# [WORKING DATA]
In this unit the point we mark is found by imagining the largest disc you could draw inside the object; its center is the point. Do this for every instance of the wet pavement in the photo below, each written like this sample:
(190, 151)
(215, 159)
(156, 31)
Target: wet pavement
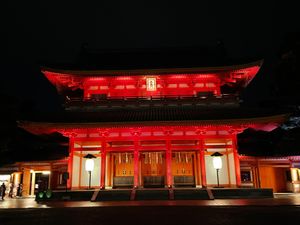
(283, 199)
(283, 209)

# [WHAT IS EXPECTED]
Reproduce all the entries with "wet pavement" swapped for "damp asphalt" wherever it occurs, changing nothing else, and leave out the pictures.

# [RESULT OF THIS EXERCISE]
In this unit the point we mark is found by imagining the largest disc you could draw inside the object; its center is the point. Do this for every instance of the damp asphalt in the photo below, each written like this sample:
(190, 151)
(215, 159)
(156, 31)
Target: damp asphalt
(283, 199)
(283, 209)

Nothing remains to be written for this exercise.